Source text >>
====

We separately tested the performance of the FMT reconstruction method based on MC simulations with a GPU cluster containing one, two, four, or six GPUs. In every thread of the GPU, 10⁵ photon moves were simulated. There were 7680 threads in total in computer 1 and computer 2, but there were 6144 threads in total in computer 3. Every block in the GPU contained 256 threads. Each GPU in a GTX295 graphics card contains 30 independent multiprocessors (MPs), which contain 16384 registers, and MCX occupies 54 registers at each thread. Therefore, 256 threads could be run simultaneously in each MP. For the entire GPU, 30×256 = 7680 threads could be run simultaneously. However, the GPU on the NVIDIA Quadro FX4800 graphics card of computer 3 only contained 24 MPs, so 24×256 = 6144 threads in total could be run simultaneously. With these settings, the computing power of a graphics card with a G200 framework can be fully unleashed. Each calculation of a Green's function was repeated 12 times to avoid kernel launch time-out errors²⁵ and to increase the total number of simulated photons.

For each calculation of a Green's function, there were 4×10⁷ simulated photons on average and 1.3×10¹⁰ in total for the entire reconstruction. Because the total number of photons in the reconstruction process was only determined by the total number of calculated Green's functions, the photon moves in each thread, the total number of threads, and the different numbers of GPUs in the GPU cluster did not influence the total number of simulation photons. However, there were small differences in the total number of photons when the GPU of the Quadro FX4800 in computer 3 was used because the total number of available threads for the Quadro FX4800 was only 6144.

====

Information provided >>
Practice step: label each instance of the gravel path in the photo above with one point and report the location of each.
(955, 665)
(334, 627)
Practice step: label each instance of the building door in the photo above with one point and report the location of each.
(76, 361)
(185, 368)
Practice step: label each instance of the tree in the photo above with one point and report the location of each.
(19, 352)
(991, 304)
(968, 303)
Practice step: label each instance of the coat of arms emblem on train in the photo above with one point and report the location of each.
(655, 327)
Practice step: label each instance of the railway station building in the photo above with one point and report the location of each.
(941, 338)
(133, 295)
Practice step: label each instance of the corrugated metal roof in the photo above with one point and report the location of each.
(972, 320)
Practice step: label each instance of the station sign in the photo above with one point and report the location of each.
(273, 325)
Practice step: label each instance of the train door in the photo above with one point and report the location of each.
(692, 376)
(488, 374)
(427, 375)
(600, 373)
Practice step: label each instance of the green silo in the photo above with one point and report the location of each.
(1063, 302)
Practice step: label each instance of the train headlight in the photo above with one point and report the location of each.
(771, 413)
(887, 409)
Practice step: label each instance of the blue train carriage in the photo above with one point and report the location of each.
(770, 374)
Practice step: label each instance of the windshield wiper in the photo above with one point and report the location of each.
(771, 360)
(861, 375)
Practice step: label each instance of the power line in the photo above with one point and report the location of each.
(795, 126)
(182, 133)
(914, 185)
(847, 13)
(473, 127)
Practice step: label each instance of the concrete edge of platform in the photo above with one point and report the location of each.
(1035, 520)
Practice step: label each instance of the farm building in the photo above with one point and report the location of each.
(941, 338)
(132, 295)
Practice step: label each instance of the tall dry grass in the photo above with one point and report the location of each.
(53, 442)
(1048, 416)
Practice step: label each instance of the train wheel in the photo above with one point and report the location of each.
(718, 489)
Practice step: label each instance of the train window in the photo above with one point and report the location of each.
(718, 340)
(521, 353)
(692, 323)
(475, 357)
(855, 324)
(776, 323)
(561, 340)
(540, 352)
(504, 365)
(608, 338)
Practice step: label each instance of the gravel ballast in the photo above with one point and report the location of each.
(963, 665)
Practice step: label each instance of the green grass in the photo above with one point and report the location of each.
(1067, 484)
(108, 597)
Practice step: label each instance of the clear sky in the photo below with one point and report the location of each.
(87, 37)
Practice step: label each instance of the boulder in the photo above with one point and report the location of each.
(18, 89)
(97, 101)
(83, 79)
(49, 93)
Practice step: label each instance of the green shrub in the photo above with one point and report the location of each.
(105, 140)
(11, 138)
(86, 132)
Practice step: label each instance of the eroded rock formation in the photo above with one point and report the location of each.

====

Exercises to complete >>
1 > In the passage on GPU-based FMT reconstruction, how many times was each calculation of a Green's function repeated?
2 > Continue the passage on GPU-based FMT reconstruction, starting after its last sentence.
The lines are separate material and have no connection to the passage on GPU-based FMT reconstruction.

Responses per task >>
1 > 12 times.

2 >
The influence of the number of GPUs in the GPU cluster on the amount of time consumed for the FMT reconstruction method based on MC simulations is shown in Fig. 4. The time data for one and two GPUs in the GPU cluster came from the computing node of computer 1. Four GPUs refers to the computing nodes of computers 1 and 2, and six GPUs in the GPU cluster refers to computing nodes of computers 1, 2, and 3.

Fig. 4

The time performance of different numbers of GPUs in the GPU cluster for case 1 and case 2.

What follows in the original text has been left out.